▶ _Consignes_
[A] D'après le texte à lire, pourquoi les pépites d'intelligence de Michel Serres ne parviennent-elles pas à éclairer et à conduire le raisonnement ? Répondez en une à trois phrases.
[B] Selon le texte à lire, qu'est-ce que la « solution juridique » apportée par le livre commence à pénétrer ?
[C] Dans la phrase du texte à lire qui commence par « Langue donc », quels adjectifs qualifient la langue de Michel Serres ? Donnez-les tous.

▶ _Texte à lire_
Michel Serres parle la langue imagée et colorée des prophètes de la Bible, dont il prend les accents pour vitupérer le cours du monde, et en même temps celle, généralisante et parcimonieuse, de ces sages populaires et taiseux qu'étaient les paysans ou les marins d'antan. Langue donc, à la fois et paradoxalement, diserte et elliptique, savante et rustique, charnelle et diététique... Ce qui lui donne un charme unique mais ambigu, séduisant et maléfique, qui porte autant de conviction que de confusion. Car cette langue, esthétiquement savoureuse, n'est guère rigoureuse, philosophiquement. On assiste à un brassage impressionnant, émaillé de pépites d'intelligence qui étincellent un peu partout, et éblouissent, mais qui échouent à produire une lumière capable d'éclairer et de conduire le raisonnement. le chemin en est trop erratique pour une raison qui demande, elle, à aller tout droit.


Or le projet du livre (au moins tel qu'il est redéfini dans la préface récente) est on ne peut plus explicite et ambitieux : « le Contrat naturel prétendit, au scandale des spécialistes, conférer aux choses du monde [« l'eau, l'air, le feu ou l'énergie, la terre et les vivants… l'eau de la mer ou les glaciers des montagnes » était-il précisé juste avant : soit —dirions-nous aussi— les écosystèmes, les biosphères ou les espèces vivantes, chacune indispensable à l'équilibre et à la richesse de la biodiversité] une dignité juridique égale à celle des humains » (p. 13). À quoi Michel Serres ajoute encore, pour préciser, à la fin de cette même préface, que ce livre apporte une « solution juridique », laquelle « commence à pénétrer les textes législatifs de nombreuses nations, y compris ceux de la France, où l'on parle enfin de citer quelques éléments de nature dans la Constitution » (p. 21). Autrement dit, si je comprends bien, il pense le « Contrat naturel » comme le fondement rationnel sur lequel asseoir, juridiquement, la revendication de droits nouveaux pour des non-humains.

(Extraits de données d'annotation par points)

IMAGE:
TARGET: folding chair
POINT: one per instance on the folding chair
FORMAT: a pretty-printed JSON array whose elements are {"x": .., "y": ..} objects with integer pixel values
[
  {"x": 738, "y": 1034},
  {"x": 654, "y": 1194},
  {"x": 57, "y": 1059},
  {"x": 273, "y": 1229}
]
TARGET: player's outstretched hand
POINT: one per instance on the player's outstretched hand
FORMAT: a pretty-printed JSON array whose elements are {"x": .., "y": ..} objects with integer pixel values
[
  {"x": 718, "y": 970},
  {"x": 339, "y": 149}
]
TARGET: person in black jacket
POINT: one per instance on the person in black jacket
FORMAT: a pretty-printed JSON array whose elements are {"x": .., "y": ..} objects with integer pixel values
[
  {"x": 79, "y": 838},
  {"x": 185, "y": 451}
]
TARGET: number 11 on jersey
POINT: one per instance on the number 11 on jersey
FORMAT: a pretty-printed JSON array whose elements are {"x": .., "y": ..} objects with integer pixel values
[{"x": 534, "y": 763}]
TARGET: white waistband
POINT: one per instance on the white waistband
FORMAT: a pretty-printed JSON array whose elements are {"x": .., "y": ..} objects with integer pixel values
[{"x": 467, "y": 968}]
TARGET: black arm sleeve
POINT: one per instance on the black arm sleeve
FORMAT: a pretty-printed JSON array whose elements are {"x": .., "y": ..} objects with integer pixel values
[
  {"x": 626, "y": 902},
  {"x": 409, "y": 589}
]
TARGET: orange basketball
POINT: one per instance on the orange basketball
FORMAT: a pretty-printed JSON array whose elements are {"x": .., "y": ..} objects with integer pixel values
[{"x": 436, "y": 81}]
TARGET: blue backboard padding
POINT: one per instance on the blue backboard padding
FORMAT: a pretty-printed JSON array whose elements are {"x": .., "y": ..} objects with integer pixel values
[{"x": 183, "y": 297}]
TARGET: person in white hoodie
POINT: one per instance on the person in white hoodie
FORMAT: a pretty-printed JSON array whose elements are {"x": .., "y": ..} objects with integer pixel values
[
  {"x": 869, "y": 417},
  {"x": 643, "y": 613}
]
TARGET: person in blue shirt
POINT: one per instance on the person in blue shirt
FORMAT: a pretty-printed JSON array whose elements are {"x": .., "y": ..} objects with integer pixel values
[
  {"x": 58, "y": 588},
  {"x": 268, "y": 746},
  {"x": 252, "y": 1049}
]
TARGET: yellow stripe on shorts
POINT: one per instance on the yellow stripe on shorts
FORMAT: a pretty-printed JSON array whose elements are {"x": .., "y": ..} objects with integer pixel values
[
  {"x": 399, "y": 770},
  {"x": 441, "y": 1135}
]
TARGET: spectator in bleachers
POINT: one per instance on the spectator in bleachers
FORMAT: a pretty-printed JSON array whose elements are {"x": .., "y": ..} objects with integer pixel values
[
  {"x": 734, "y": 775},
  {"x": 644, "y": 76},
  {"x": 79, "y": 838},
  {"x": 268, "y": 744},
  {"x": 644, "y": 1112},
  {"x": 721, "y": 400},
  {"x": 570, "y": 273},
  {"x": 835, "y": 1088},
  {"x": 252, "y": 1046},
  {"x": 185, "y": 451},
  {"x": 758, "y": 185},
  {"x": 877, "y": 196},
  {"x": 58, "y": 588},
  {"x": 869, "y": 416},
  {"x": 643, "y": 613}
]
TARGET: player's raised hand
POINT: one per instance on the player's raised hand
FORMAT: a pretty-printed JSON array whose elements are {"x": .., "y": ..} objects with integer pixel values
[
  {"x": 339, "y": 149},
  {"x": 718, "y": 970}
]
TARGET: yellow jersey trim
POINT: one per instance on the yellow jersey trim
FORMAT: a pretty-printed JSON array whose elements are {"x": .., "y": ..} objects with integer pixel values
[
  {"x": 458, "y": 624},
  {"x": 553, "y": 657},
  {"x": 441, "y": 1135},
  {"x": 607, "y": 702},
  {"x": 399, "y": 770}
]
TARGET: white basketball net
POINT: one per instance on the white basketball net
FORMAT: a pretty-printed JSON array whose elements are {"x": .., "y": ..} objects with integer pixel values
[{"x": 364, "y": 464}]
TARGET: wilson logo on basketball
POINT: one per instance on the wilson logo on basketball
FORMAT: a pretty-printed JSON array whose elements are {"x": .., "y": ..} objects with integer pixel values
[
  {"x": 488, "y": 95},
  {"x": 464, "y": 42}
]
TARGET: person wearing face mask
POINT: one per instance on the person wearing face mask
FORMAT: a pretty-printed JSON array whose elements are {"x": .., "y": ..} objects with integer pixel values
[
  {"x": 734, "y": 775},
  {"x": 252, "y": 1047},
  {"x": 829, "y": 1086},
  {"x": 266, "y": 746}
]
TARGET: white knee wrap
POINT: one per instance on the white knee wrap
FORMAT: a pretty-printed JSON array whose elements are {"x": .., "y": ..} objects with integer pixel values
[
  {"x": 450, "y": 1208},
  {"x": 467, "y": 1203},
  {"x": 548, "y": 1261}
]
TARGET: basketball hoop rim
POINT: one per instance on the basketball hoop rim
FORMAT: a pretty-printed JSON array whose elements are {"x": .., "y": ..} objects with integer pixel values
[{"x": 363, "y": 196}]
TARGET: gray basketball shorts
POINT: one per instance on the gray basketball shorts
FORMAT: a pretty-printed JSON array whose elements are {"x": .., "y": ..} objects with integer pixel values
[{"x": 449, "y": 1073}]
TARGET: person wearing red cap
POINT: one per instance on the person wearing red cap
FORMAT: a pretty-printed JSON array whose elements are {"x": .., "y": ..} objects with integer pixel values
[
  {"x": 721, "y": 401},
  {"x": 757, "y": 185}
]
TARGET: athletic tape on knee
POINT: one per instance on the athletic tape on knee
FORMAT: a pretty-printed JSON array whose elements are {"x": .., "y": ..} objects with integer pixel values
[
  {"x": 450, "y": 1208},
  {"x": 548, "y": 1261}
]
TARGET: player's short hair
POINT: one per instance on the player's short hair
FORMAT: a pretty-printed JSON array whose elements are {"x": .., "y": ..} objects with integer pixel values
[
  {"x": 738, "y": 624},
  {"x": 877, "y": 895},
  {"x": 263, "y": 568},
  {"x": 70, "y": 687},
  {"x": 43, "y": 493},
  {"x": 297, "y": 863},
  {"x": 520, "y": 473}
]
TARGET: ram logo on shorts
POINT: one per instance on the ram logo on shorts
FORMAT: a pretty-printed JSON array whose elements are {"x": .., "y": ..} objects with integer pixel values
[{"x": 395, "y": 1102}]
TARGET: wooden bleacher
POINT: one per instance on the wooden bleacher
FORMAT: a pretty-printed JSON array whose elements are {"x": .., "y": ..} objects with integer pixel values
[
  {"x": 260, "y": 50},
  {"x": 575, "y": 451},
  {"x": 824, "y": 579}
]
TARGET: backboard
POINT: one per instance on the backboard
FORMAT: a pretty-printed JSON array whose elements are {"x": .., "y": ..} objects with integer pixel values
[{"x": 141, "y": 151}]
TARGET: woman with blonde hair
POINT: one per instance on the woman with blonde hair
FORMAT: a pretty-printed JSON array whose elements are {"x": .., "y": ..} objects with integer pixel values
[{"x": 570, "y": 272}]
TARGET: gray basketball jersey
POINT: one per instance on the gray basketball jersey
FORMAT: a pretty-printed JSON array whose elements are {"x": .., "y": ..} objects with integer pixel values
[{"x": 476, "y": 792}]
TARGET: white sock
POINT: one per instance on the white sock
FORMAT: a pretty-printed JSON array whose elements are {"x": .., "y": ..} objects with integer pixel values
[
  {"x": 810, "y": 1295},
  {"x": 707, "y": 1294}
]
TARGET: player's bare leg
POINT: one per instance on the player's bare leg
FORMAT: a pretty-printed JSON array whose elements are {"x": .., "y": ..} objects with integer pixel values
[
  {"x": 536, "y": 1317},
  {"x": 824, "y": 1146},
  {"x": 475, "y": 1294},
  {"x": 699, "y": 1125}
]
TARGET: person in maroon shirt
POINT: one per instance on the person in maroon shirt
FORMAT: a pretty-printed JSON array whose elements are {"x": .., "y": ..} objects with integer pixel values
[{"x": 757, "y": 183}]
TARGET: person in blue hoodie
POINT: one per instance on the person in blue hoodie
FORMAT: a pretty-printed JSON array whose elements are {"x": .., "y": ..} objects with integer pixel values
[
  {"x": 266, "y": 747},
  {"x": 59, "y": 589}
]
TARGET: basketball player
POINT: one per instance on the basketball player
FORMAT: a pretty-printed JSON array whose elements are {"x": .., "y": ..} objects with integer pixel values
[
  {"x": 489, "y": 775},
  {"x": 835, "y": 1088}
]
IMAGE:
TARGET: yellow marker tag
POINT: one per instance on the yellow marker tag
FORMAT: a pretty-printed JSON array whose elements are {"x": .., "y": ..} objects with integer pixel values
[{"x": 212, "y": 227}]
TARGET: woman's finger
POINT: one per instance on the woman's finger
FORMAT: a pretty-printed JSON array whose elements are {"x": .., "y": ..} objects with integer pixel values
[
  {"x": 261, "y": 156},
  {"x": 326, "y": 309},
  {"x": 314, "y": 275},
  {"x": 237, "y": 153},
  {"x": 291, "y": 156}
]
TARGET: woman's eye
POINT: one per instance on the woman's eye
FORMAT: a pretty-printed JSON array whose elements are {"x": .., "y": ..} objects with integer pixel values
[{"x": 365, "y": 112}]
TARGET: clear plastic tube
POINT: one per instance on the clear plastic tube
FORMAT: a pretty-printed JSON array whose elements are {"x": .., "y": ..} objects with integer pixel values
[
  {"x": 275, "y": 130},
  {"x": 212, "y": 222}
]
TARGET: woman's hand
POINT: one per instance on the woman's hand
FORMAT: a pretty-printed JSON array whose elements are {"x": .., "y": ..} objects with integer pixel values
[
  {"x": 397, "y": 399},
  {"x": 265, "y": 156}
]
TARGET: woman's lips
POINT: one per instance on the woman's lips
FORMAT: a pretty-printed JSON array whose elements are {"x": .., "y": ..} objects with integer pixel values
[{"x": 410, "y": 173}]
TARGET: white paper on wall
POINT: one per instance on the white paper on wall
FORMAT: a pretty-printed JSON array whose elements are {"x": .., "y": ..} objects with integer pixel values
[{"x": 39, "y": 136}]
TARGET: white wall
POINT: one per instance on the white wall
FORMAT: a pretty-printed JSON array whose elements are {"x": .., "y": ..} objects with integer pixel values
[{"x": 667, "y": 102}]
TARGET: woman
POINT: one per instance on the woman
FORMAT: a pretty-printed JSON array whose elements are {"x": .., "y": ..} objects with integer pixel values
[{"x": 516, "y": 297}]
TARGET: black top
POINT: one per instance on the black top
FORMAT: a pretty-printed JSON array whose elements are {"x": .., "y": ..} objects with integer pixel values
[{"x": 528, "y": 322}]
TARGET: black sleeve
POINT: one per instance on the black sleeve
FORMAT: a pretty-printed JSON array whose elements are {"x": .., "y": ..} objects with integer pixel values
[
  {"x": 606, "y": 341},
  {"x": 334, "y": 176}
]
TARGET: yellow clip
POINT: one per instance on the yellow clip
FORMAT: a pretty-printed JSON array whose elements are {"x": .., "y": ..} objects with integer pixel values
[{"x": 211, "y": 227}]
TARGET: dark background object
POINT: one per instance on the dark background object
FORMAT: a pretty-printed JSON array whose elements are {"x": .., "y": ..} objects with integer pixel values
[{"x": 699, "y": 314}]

▶ _Réponses par tâche_
[A] Leur chemin est trop erratique. Or la raison demande à aller tout droit.

[B] Les textes législatifs de nombreuses nations, y compris ceux de la France.

[C] diserte, elliptique, savante, rustique, charnelle, diététique